» Task input:
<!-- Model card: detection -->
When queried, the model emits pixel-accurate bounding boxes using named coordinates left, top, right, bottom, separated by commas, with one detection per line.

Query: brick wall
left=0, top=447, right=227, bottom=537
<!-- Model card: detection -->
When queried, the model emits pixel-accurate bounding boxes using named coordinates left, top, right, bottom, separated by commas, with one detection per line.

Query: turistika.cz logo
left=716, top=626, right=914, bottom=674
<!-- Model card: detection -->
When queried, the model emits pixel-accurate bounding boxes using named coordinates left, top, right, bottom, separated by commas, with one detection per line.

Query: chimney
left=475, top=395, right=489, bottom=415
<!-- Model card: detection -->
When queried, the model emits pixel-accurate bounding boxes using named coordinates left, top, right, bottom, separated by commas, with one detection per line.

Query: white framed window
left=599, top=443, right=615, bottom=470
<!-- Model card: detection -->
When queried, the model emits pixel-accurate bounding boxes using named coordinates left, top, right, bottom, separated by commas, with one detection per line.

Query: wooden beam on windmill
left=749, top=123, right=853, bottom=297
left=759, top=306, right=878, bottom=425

» What to work on: All entries are to be returned word for word.

» Final answer:
<!-- Model card: detection -->
When queried, the model emits pixel-accurate bounding boxes using named coordinates left, top, right, bottom, separated by commas, with one detection per line.

Query: brick wall
left=0, top=447, right=227, bottom=537
<!-- Model card: detection -->
When queried, the model emits pixel-accurate bounding boxes using named coordinates left, top, right, bottom, separated by commas, with one detection per line.

Query: turistika.cz logo
left=716, top=626, right=914, bottom=674
<!-- Model card: detection -->
When queried, the model emits pixel-accurate bounding boxes using named coordinates left, top, right, bottom, separated by commas, with one detection per line.

Query: chimney
left=475, top=395, right=489, bottom=415
<!-- Model card: detection -->
When queried, the model emits pixel-accurate bounding boxes using named coordinates left, top, right, bottom, separated by commas, with one detection per line.

Query: white framed window
left=599, top=443, right=615, bottom=470
<!-- Model card: detection -->
When queried, the model emits pixel-accurate bounding boxes using named coordinates left, top, right, bottom, separated by commas, with one detection per line.

Query: wooden beam on windmill
left=749, top=123, right=853, bottom=297
left=759, top=306, right=878, bottom=425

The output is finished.